- Exercise goal: Give back the listing underneath, unchanged and complete.
--------------------------------
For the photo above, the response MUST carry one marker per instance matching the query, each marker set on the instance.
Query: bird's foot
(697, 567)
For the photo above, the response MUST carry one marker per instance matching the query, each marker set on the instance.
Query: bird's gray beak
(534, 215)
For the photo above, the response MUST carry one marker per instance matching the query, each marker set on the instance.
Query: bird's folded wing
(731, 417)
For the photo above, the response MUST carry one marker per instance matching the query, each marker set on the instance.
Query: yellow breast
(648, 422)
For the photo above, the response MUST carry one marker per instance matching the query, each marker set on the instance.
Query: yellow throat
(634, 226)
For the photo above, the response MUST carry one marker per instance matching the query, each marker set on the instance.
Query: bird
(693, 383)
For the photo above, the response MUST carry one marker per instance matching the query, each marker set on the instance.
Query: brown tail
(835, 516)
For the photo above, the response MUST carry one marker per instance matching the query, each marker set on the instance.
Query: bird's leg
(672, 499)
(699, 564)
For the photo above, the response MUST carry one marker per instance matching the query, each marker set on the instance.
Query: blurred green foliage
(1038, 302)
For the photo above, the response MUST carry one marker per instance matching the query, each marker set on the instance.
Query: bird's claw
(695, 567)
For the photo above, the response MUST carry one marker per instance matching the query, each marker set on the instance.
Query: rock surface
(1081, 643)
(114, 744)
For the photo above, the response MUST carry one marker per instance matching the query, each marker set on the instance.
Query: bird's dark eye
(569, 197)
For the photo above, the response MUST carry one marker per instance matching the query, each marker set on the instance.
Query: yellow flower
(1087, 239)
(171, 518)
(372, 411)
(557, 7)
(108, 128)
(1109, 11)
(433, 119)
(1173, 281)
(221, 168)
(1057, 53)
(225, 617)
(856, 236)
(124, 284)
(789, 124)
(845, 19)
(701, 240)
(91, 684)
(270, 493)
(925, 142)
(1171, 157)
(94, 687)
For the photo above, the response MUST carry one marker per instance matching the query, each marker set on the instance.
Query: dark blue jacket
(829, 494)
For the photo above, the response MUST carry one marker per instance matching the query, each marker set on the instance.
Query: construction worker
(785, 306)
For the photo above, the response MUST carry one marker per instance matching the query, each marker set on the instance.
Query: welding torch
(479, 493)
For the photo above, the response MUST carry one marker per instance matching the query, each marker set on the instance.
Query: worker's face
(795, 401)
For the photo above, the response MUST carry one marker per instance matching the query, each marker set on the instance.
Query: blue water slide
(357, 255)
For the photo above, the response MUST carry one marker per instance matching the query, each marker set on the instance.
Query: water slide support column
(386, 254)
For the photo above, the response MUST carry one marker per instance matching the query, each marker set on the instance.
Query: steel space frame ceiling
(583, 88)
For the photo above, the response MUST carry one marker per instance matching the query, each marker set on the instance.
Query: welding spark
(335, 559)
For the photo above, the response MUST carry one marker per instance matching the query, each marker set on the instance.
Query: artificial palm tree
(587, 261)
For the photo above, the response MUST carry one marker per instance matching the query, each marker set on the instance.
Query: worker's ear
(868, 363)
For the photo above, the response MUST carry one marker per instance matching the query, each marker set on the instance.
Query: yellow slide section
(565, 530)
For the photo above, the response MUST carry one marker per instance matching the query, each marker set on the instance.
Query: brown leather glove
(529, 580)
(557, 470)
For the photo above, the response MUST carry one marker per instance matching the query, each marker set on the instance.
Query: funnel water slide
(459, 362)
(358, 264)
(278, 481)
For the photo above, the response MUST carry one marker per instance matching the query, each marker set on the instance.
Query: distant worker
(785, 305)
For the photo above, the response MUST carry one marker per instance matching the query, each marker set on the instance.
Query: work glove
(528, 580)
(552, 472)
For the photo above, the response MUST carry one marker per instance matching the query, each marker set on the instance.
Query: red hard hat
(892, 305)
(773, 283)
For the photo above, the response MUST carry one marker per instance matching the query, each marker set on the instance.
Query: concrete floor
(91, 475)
--------------------------------
- Task result:
For the photo above, the response MUST carry one marker per instance matching the query, each marker set on the instance.
Query: bird's foot
(697, 567)
For the photo above, the response MUST carry one marker per instance matching the query, each marker set on the instance.
Query: bird's gray beak
(534, 215)
For the photo above, the response MUST carry one marker per instance matching the query, each marker set on the instance.
Query: bird's folded wing
(731, 417)
For the photo above, the response MUST carry one marker per instance matching the query, each marker set on the instance.
Query: yellow breast
(648, 422)
For the photo above, the response MUST carry one marker per instance matching the query, each marker set on the instance.
Query: yellow throat
(634, 226)
For the photo above, the response MUST carry one marker per instance matching the query, each marker set on the instance.
Query: bird
(693, 383)
For the photo above, the response MUST carry one marker per instance matching the query, each marker set on the instance.
Query: brown tail
(835, 516)
For the photo above, the response MUST carry one marker per instance matching the query, each marker set on the instance.
Query: bird's leg
(672, 499)
(699, 564)
For the photo above, the response MUST carry one marker per instance matching the query, each marker set on the instance.
Query: blurred green foliage
(1038, 302)
For the photo above, the response MUST carry one marker per instance matching the query, each marker set on the instance.
Query: bird's claw
(695, 567)
For the photo above, the response MUST carry one marker per instance matching the query, each marker set on the instance.
Query: rock surface
(1081, 643)
(114, 744)
For the photo above, the response MUST carry one marker per instance matching the query, each marker set on the instance.
Query: bird's dark eye
(569, 197)
For the photo above, the response MUST carry one marker per instance matching the query, each marker set on the instance.
Query: yellow flower
(1087, 239)
(171, 518)
(372, 411)
(557, 7)
(108, 128)
(1109, 11)
(433, 119)
(1173, 281)
(221, 168)
(1057, 53)
(225, 617)
(856, 236)
(124, 284)
(789, 124)
(845, 19)
(701, 240)
(91, 684)
(270, 493)
(925, 142)
(1171, 157)
(94, 687)
For the photo above, the response MUST carry one marker per instance matching the query, each marker set on the instance.
Query: dark blue jacket
(829, 494)
For the photo above, the response MUST carry one marker per instance matching the query, each marker set on the instance.
Query: construction worker
(785, 306)
For the photo above, the response MUST carry one marker per instance matching the query, each marker set on the instance.
Query: welding torch
(479, 493)
For the photo above, the response MUST carry one marker per instance matching the query, each marker set on the instance.
Query: worker's face
(795, 401)
For the photo above, the response MUST carry one marker per instance matching the query, each marker set on the instance.
Query: blue water slide
(357, 255)
For the photo above, the response MUST carry one marker per instance matching the query, each marker set on the instance.
Query: water slide support column
(386, 254)
For the photo above, the response MUST carry one marker per instance matching the query, each marker set on the instance.
Query: steel space frame ceiling
(583, 88)
For the photo above, the response MUST carry one marker per instance matching the query, each marker set on the instance.
Query: welding spark
(335, 559)
For the photo above, the response MUST carry one marker per instance matching the query, each marker set on the instance.
Query: artificial palm tree
(587, 261)
For the photo above, the response MUST carry one marker per instance matching the query, each marker set on the instance.
Query: worker's ear
(868, 363)
For the photo above, the response MUST carry one marker per instance matching the query, each marker set on the instance.
Query: yellow slide section
(565, 530)
For the photo above, the response MUST carry one marker per instance matching the query, each marker set on the instance.
Query: brown leather glove
(529, 580)
(557, 470)
For the photo above, the response MUST carry one marker per instance matching the query, each marker set on the instance.
Query: funnel water slide
(459, 362)
(358, 264)
(278, 481)
For the photo above, the response MUST carry one marker per instance matching the query, each marker set on the instance.
Query: distant worker
(785, 305)
For the photo above, the response MUST carry one marker per instance matching the query, each marker set on the instance.
Query: work glove
(528, 580)
(552, 472)
For the photo above, the response MUST carry one marker per instance matching the query, each marker set on the instance.
Query: red hard hat
(892, 305)
(773, 283)
For the photo above, the response MUST carry one marker per instance matching the query, each marker set on the instance.
Query: concrete floor
(91, 475)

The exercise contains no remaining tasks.